One BC cannabis sales program aims to help Indigenous growers
The Provincial Government of BC has made an interesting move. One day before the BC Government announced an early election, they revealed a new cannabis sales program favouring the BC Craft cannabis community and Indigenous cannabis producers. If you are a small scale cannabis business owner, do you believe it, or is in another of those pre-election promises?
The current regulations regarding sales and production of cannabis products are deemed as heavy-handed and possibly unnecessary. The principles are modelled after the sales of alcohol. Currently, prospective licensees have to choose one of the following options for licensing. You can select a license for producing cannabis products, growing cannabis, or selling recreational products, and they must pick only one of them.
Legal or illegal?

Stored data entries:
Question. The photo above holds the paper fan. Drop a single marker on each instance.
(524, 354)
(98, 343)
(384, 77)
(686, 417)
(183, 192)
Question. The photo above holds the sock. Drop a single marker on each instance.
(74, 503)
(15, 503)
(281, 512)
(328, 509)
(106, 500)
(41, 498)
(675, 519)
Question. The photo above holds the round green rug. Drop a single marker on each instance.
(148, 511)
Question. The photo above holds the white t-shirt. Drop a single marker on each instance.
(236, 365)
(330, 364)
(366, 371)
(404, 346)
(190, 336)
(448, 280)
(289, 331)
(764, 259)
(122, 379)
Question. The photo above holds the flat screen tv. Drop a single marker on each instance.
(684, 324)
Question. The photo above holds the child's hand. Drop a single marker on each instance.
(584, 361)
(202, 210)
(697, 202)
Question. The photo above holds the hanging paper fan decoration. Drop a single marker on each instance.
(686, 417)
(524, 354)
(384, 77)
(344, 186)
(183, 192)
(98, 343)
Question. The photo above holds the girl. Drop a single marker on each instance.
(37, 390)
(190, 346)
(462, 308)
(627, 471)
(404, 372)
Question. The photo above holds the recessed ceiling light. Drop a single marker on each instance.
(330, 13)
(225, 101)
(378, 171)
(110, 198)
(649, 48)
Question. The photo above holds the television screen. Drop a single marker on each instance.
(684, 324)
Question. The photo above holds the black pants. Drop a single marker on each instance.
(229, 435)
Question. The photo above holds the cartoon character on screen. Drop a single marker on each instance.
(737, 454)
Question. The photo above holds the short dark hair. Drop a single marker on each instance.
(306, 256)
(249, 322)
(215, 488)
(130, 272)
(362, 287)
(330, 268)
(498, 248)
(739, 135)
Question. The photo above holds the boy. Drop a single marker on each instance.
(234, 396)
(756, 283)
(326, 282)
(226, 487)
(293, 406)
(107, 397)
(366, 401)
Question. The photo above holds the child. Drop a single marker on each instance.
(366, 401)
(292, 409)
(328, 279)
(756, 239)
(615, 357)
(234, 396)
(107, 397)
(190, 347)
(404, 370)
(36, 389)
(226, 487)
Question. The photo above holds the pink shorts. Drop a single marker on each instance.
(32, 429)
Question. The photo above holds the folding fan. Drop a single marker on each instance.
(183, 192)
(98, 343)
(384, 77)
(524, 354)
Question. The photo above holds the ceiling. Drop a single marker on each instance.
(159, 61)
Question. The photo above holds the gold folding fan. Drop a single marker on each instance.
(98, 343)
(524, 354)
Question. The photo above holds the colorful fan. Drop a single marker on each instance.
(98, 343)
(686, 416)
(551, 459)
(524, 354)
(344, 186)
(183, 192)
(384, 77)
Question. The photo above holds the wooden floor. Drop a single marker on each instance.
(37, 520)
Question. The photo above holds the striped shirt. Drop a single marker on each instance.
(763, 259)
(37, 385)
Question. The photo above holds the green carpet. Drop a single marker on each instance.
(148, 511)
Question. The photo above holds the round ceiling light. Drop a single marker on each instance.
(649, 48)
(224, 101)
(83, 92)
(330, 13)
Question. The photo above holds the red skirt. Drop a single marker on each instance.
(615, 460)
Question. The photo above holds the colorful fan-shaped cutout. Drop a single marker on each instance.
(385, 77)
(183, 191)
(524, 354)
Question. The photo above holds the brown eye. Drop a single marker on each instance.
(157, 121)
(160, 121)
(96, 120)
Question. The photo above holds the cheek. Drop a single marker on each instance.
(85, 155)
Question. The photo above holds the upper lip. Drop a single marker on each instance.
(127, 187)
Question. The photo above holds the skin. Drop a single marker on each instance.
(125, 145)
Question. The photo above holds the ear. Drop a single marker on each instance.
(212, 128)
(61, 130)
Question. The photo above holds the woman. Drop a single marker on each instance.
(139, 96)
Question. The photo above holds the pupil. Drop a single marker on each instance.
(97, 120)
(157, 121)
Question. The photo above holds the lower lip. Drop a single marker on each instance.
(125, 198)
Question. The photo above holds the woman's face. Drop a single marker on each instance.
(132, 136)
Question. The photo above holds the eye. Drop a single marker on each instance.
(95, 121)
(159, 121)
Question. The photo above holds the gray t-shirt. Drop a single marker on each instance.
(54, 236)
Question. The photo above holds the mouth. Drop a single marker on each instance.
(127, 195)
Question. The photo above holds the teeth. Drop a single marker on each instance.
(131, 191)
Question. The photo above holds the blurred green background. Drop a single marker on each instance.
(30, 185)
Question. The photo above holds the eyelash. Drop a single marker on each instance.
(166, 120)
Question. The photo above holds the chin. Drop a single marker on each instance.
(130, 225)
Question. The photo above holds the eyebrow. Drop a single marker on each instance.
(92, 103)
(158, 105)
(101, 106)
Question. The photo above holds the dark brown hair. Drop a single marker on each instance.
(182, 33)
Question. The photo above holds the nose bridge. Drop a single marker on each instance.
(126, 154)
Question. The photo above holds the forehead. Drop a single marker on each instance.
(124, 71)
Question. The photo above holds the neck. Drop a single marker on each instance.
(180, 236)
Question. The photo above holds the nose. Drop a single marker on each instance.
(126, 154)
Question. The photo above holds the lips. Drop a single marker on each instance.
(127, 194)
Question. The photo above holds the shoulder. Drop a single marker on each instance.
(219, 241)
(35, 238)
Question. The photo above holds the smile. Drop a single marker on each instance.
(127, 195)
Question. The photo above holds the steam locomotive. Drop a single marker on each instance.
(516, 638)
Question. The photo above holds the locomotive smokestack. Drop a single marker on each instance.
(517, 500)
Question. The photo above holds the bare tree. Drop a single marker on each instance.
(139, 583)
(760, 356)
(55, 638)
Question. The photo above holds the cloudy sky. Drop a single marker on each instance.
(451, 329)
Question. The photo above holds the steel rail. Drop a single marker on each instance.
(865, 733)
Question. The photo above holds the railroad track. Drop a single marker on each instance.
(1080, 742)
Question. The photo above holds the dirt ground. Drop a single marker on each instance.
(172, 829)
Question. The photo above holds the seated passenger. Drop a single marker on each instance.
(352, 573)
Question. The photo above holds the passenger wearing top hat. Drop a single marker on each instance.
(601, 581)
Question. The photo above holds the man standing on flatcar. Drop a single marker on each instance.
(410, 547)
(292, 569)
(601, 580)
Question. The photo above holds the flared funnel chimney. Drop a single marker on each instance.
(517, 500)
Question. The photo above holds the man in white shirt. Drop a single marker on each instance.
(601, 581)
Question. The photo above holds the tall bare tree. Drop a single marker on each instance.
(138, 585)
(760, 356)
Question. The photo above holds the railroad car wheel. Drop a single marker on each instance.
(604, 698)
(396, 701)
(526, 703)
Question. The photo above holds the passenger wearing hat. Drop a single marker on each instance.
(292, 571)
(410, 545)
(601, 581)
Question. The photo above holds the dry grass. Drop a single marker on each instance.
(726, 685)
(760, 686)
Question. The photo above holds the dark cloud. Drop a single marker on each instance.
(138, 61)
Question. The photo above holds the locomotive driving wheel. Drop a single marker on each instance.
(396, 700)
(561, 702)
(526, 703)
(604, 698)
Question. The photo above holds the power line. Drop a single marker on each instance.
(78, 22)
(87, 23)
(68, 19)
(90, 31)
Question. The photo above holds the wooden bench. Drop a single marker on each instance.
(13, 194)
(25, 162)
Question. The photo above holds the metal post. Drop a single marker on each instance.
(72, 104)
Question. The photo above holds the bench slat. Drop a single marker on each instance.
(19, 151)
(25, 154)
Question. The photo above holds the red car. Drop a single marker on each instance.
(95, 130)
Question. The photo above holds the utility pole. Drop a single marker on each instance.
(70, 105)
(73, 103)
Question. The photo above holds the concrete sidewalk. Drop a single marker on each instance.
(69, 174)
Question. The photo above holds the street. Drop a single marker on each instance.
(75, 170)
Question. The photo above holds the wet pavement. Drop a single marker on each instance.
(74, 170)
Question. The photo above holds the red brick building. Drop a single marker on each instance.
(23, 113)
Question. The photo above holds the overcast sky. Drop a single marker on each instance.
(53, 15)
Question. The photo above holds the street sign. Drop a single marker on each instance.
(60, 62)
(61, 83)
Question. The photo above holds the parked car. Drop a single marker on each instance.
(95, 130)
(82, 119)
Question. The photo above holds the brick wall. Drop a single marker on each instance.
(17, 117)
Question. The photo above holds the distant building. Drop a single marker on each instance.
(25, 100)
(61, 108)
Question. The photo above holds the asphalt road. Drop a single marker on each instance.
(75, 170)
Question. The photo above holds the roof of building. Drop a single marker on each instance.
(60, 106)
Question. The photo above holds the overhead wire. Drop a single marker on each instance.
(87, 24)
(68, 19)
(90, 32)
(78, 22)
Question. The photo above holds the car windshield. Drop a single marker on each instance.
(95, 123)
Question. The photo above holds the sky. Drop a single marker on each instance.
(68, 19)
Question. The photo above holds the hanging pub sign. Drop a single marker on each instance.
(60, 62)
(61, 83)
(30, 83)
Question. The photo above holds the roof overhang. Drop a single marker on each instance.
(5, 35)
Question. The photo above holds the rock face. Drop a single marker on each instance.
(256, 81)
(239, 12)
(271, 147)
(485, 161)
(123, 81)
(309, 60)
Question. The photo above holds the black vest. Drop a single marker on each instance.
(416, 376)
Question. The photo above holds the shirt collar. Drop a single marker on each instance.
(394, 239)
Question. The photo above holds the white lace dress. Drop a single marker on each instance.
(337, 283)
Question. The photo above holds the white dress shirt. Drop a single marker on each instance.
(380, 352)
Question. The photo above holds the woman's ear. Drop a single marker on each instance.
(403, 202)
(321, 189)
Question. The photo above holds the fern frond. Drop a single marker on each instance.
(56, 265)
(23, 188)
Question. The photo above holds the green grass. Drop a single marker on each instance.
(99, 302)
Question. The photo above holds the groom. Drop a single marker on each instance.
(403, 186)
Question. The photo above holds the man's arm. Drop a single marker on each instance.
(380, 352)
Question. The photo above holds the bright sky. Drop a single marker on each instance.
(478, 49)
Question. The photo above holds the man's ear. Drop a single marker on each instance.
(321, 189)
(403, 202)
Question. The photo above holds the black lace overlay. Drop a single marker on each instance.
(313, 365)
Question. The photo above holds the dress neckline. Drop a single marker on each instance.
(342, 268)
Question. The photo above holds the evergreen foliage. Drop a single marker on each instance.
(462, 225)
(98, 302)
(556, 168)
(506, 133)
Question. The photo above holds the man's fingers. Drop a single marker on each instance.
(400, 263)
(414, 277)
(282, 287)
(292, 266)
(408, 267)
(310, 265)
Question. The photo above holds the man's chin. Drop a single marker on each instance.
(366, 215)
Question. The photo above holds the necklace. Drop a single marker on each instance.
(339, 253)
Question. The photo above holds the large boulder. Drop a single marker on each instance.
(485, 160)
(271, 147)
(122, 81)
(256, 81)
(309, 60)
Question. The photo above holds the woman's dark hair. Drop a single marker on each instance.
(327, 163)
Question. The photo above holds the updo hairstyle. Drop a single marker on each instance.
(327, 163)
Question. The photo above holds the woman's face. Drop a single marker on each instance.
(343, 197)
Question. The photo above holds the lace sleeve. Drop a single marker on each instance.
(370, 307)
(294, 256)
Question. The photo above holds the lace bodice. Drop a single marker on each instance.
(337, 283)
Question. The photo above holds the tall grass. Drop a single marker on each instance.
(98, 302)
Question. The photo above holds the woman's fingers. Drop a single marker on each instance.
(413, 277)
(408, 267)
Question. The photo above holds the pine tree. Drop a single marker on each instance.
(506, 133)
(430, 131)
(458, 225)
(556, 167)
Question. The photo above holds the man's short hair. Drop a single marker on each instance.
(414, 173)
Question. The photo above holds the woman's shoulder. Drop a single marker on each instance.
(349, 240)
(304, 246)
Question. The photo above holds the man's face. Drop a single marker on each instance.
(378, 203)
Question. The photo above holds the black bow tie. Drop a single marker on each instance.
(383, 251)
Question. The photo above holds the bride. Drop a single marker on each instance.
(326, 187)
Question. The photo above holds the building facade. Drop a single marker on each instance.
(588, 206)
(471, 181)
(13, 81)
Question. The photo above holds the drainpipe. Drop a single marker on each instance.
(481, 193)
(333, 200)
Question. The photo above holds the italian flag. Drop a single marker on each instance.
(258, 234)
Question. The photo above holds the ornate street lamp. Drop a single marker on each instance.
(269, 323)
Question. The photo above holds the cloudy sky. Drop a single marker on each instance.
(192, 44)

◆ **Exercise set**:
a - According to the article on BC's cannabis sales program, what are the principles of the current cannabis regulations modeled after?
b - Extend the article on BC's cannabis sales program, picking up after its final line.

◆ **Per-task outputs**:
a - They are modeled after the sales of alcohol.

b -
The Victoria Cannabis Buyers Club (VCBC) has been making cookies for the past 25 years for their medical members. The product is sourced from local growers, and each cookie has a price tag of $2.50. However, as it stands, this is an illegal transaction. There are some things that need to occur for VCBC to comply with the current licensing system. Some of these include:
- Obtaining a Micro Grow Production License to grow the cannabis in the cookies
- Obtain a micro-production license
- Obtain a retail license in order to sell the cookies
The BC government will be launching three cannabis programs over the next couple of years that are intended to help the Indigenous growers.
- Growers would legally sell their products at stores located at their production sites under the farm-gate program.
- Small cannabis producers who are licensed by Health Canada would be able to deliver cannabis directly to authorized retailers.
These programs are currently expected to be launched in 2022, one year after the province starts an initiative that is hoped to highlight Indigenous cannabis producers both in stores and online. These changes have been prompted by suggestions from Indigenous leaders and other stakeholders.
The Indigenous Shelf Space Program is expected to launch in 2021 by the Ministry of Attorney Generals Liquor Distribution Branch. The program will highlight Indigenous cannabis products produced by local Indigenous producers in B.C. Cannabis Stores.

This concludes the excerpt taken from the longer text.